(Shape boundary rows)

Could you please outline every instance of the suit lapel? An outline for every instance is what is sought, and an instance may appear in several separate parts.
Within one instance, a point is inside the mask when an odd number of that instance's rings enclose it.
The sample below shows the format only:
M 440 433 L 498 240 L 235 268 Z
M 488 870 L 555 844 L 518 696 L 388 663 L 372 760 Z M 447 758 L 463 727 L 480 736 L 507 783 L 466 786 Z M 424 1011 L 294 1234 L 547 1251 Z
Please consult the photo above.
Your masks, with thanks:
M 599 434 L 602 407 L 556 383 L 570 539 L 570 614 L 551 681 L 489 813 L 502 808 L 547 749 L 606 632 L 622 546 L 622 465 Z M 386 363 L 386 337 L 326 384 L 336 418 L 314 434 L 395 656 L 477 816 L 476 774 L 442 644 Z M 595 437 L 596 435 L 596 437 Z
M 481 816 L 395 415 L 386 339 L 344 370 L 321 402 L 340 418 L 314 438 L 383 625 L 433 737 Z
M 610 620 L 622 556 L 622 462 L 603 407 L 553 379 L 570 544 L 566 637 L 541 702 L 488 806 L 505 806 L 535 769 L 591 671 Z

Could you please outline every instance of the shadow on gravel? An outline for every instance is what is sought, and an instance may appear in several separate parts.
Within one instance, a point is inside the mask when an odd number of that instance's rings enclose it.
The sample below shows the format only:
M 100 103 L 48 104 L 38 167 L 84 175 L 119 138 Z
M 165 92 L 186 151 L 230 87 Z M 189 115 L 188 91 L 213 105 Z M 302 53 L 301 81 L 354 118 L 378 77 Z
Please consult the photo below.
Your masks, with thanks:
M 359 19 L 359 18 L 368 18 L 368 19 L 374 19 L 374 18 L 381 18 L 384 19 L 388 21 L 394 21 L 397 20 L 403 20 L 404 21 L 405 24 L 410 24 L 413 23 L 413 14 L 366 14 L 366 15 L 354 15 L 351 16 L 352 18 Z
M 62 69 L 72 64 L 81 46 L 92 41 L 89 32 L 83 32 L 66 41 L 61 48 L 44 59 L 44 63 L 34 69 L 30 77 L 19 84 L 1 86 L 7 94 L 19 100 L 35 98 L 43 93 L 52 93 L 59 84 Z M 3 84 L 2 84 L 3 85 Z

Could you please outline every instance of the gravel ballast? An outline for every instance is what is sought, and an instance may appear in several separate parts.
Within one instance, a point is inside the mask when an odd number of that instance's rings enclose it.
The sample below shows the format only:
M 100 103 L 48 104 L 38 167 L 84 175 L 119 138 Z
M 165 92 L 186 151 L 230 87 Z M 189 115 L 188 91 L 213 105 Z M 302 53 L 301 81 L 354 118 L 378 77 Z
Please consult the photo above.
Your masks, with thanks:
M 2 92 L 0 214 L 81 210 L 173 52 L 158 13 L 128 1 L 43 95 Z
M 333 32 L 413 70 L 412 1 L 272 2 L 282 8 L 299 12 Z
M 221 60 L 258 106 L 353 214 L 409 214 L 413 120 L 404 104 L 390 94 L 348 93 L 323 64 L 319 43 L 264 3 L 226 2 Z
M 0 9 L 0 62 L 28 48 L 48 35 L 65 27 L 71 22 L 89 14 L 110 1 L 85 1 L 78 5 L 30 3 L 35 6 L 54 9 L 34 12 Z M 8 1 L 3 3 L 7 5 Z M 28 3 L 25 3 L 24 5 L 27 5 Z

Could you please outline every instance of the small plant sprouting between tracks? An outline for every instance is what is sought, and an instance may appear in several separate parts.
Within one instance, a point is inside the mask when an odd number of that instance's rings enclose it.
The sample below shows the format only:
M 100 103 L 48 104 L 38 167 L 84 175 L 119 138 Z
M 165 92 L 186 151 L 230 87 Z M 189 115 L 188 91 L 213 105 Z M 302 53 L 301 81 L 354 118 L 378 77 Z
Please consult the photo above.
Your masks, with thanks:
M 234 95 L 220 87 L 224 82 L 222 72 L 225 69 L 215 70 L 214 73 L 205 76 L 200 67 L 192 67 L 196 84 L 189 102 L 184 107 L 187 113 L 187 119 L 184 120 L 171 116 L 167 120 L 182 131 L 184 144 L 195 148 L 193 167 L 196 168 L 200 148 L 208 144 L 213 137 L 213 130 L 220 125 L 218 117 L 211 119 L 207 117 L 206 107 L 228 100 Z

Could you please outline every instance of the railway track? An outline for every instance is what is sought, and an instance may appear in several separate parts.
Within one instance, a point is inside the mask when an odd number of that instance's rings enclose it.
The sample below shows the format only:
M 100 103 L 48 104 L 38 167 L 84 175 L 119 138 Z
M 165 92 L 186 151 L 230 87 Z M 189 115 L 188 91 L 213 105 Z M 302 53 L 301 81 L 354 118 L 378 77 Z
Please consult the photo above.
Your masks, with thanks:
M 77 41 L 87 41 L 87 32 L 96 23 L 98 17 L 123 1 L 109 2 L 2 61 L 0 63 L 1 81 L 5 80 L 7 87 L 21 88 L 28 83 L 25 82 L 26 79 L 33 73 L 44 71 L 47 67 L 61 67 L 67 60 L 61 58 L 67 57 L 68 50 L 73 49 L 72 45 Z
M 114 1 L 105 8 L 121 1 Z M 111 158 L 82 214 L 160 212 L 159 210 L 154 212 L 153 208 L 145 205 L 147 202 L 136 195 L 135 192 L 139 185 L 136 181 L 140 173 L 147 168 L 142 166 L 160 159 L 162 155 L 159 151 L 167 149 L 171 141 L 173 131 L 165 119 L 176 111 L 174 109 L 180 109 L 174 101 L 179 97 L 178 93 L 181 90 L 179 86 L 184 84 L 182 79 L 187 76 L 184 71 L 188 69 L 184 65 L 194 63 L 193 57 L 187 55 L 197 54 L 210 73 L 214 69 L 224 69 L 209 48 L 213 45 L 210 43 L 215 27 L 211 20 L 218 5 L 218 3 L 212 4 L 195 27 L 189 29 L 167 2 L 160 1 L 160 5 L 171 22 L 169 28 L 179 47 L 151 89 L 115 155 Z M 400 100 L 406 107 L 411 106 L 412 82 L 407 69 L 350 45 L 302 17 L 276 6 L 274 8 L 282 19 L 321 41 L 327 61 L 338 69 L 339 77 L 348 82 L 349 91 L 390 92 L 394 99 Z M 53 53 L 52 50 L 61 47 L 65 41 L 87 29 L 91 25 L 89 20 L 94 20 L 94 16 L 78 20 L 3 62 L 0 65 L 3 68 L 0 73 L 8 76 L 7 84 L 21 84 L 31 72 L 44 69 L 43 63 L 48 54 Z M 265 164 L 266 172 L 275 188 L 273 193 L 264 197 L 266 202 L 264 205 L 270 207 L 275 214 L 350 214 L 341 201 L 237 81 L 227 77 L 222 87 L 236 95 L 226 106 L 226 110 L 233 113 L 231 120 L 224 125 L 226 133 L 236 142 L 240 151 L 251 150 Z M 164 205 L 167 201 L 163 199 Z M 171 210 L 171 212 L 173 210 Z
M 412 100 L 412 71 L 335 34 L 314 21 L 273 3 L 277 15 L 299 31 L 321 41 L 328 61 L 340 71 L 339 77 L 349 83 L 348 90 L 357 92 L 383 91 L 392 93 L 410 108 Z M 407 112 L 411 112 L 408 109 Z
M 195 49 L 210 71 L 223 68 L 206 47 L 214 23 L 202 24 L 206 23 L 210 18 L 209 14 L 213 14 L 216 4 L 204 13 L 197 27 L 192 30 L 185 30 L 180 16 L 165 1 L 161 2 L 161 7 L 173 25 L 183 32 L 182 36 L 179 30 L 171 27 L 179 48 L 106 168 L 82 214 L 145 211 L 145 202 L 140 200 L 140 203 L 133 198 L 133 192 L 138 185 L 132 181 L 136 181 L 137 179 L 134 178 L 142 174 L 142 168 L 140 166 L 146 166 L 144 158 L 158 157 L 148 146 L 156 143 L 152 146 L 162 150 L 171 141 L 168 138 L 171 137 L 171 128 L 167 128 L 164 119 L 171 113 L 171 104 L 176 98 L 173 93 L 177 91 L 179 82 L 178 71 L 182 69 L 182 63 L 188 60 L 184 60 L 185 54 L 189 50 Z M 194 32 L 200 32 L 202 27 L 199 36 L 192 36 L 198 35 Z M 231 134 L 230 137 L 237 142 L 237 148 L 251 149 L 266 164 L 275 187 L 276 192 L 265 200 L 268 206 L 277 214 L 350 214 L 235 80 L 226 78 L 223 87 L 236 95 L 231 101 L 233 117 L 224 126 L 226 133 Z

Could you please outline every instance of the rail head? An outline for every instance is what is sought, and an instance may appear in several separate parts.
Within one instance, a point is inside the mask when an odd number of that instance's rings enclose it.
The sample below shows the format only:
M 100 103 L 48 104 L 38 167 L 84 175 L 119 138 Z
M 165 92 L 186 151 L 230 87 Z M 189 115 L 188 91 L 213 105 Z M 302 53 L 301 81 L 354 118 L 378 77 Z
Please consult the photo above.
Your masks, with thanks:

■ GIVEN EXERCISE: Write out again the stretch from the line containing "Could you please outline every instance of the small" through the line containing "M 234 95 L 220", changing "format" to "structure" and leaving everything else unchanged.

■ SOLUTION TO THE PROBLEM:
Could you please outline every instance of the small plant sprouting between tracks? An outline for every instance is what is sought, and an instance may appear in several separate parts.
Within one instance, a point is inside the mask when an odd number of that instance's rings enclose it.
The sample below shows the structure only:
M 100 103 L 48 104 L 38 167 L 84 175 L 119 138 Z
M 165 92 L 186 151 L 230 87 Z M 189 115 L 188 91 L 213 105 Z M 302 53 L 301 81 L 354 118 L 378 77 Z
Please consult the photo above.
Your masks, with thanks:
M 234 95 L 220 87 L 224 82 L 222 72 L 225 69 L 215 70 L 214 73 L 205 76 L 200 67 L 192 67 L 196 84 L 189 102 L 184 107 L 187 113 L 187 119 L 184 120 L 171 116 L 167 120 L 182 131 L 184 144 L 195 148 L 193 167 L 196 168 L 200 148 L 208 144 L 213 137 L 213 130 L 220 125 L 218 117 L 211 119 L 207 117 L 206 107 L 228 100 Z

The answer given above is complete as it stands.